◆ **Instruction**
Update the data starting at the line that contains "Task: Where can the blue" and ending at the line that contains "[[127, 200]]": write those lines out again with "green awning" changed to "green canopy" and nothing else altered.

◆ **Given records**
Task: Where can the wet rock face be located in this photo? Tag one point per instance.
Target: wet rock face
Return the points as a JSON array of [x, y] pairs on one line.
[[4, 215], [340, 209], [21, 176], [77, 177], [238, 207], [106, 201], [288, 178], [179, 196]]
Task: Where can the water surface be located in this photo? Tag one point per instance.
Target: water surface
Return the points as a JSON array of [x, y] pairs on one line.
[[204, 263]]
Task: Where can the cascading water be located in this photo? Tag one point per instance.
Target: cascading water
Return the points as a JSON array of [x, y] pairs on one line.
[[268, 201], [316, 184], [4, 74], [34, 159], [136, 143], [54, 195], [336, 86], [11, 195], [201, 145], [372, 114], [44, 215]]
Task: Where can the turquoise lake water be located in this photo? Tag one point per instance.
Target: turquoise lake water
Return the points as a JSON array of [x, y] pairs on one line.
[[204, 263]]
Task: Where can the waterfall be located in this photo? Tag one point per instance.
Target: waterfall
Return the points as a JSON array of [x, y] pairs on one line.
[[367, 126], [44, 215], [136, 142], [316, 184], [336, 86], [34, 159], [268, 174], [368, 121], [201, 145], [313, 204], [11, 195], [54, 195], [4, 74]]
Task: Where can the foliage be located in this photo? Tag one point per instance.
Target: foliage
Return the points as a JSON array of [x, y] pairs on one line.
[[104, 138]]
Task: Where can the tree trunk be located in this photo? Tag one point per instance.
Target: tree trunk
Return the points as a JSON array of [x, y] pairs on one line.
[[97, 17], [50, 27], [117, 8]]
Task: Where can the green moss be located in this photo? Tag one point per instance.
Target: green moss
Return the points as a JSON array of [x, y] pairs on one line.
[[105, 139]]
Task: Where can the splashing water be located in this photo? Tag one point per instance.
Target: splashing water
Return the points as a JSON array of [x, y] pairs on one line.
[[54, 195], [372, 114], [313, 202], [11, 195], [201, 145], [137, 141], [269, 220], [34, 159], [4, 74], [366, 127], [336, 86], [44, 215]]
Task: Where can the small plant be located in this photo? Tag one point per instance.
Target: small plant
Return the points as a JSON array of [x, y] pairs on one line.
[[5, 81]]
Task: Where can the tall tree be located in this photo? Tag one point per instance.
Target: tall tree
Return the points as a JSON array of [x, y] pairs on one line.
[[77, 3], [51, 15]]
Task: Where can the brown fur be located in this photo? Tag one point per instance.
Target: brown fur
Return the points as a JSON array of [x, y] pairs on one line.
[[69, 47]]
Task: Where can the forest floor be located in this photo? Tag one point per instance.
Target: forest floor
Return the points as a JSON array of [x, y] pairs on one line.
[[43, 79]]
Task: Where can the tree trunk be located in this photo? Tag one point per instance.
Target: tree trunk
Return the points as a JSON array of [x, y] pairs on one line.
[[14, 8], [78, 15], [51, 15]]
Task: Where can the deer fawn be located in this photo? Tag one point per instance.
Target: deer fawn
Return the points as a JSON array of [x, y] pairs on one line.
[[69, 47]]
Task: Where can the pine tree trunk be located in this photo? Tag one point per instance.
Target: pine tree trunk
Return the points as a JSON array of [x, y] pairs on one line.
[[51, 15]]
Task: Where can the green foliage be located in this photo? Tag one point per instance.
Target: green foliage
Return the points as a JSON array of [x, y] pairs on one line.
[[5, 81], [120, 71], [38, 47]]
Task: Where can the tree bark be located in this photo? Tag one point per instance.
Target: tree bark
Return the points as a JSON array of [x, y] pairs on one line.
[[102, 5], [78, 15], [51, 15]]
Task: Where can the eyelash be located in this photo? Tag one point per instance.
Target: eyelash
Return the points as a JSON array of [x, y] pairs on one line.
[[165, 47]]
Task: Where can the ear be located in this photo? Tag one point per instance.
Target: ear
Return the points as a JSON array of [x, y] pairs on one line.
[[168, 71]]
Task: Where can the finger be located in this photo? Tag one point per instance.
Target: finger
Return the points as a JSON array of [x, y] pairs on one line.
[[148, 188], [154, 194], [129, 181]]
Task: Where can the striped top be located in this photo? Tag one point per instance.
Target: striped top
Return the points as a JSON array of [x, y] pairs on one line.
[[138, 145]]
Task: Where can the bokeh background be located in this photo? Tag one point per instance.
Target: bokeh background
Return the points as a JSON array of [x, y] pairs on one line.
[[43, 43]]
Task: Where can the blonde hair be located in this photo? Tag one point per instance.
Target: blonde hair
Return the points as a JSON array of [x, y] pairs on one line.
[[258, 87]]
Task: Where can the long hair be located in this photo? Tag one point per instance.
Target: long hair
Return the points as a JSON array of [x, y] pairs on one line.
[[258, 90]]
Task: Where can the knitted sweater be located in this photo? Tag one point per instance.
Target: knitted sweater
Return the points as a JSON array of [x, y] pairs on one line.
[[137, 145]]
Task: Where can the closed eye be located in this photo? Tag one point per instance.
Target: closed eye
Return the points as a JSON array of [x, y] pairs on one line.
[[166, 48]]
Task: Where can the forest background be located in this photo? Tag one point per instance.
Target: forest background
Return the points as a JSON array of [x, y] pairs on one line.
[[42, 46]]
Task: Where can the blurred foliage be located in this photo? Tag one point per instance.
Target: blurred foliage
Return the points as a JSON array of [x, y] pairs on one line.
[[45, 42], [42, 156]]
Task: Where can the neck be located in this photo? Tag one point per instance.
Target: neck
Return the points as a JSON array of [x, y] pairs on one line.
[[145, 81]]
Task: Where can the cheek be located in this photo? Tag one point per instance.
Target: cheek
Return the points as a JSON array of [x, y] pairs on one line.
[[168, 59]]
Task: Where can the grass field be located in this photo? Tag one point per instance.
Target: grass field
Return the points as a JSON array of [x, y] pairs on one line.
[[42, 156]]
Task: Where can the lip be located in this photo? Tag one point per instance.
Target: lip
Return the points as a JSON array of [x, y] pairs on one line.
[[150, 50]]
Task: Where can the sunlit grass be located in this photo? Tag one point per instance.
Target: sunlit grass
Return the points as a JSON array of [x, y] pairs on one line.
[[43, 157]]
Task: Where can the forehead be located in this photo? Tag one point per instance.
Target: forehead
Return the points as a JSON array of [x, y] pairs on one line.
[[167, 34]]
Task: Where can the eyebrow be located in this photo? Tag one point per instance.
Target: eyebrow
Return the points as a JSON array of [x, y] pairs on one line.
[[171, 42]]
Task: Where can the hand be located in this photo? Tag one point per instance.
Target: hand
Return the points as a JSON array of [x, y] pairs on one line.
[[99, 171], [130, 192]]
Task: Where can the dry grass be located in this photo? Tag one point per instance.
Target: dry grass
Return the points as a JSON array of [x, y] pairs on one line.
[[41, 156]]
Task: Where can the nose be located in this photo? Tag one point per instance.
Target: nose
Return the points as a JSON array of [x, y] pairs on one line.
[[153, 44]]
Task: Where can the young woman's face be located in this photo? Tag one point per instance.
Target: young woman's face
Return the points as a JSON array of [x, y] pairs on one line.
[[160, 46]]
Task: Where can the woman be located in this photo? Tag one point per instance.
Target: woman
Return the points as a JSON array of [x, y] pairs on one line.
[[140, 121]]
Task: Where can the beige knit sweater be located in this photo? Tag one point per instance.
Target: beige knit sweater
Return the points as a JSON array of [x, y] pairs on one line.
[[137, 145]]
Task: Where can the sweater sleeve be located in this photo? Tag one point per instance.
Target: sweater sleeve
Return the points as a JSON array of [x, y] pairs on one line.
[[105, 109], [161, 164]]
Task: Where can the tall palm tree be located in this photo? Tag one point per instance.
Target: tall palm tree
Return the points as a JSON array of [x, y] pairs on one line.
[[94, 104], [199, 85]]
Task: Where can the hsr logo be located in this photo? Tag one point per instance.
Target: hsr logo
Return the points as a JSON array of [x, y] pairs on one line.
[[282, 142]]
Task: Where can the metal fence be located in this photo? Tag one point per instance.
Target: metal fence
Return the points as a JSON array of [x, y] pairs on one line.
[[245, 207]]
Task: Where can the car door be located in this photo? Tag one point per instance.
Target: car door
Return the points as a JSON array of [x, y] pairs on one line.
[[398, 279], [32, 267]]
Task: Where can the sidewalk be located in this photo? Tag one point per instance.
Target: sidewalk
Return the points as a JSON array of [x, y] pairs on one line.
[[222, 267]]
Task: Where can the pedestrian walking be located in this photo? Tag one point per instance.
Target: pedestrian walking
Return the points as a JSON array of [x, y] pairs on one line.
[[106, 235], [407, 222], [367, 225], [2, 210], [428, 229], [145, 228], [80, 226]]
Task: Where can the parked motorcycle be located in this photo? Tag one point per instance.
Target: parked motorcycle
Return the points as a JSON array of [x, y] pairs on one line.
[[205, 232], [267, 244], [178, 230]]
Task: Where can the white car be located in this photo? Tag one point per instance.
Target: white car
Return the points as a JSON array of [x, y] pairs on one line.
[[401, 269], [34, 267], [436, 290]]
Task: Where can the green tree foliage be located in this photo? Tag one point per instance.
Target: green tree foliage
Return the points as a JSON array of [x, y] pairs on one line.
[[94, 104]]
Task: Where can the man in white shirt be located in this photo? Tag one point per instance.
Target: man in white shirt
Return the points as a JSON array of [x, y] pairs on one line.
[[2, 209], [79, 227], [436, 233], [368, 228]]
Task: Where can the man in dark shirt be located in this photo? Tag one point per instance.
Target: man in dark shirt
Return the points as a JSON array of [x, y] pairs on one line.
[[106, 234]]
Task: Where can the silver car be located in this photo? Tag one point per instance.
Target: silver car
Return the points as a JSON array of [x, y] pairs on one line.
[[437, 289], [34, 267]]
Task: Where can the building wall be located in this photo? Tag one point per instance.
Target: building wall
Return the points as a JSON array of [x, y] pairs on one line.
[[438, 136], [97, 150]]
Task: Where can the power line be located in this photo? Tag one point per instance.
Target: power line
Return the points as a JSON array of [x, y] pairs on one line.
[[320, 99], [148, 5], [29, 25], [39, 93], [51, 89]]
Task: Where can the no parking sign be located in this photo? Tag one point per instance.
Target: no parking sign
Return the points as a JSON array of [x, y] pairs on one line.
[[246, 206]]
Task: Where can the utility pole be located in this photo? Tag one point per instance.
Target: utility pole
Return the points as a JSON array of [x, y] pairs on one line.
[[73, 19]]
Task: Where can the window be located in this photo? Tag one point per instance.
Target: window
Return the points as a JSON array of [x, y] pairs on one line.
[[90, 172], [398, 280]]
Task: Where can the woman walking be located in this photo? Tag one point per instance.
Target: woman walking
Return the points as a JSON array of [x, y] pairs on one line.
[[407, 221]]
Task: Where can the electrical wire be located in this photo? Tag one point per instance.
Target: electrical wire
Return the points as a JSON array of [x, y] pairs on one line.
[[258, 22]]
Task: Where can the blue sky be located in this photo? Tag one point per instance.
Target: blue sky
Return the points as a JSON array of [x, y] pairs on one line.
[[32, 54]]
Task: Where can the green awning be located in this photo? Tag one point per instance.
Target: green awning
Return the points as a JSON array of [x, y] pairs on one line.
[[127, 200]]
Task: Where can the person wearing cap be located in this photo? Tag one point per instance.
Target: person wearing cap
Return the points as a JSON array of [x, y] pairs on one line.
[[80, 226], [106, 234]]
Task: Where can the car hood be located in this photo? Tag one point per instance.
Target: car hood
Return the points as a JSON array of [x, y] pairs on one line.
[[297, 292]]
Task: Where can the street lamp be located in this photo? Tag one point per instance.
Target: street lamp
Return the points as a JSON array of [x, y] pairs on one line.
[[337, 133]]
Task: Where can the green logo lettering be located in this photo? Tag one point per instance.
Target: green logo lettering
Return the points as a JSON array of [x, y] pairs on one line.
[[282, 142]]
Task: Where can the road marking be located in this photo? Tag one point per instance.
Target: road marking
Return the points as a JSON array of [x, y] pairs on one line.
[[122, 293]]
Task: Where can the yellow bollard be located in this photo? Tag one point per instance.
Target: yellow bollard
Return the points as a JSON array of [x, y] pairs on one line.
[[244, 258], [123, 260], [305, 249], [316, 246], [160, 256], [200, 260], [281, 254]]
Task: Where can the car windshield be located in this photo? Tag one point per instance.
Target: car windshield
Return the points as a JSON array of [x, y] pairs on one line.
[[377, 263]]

◆ **Right answer**
Task: Where can the blue sky be located in this photo? Tag one point per instance.
Target: blue sky
Return the points as a JSON array of [x, y] pairs on one line.
[[32, 54]]
Task: Where can the green canopy be located in this photo? Tag one point per instance.
Target: green canopy
Return the points as a JSON array of [x, y] pairs on one line.
[[127, 200]]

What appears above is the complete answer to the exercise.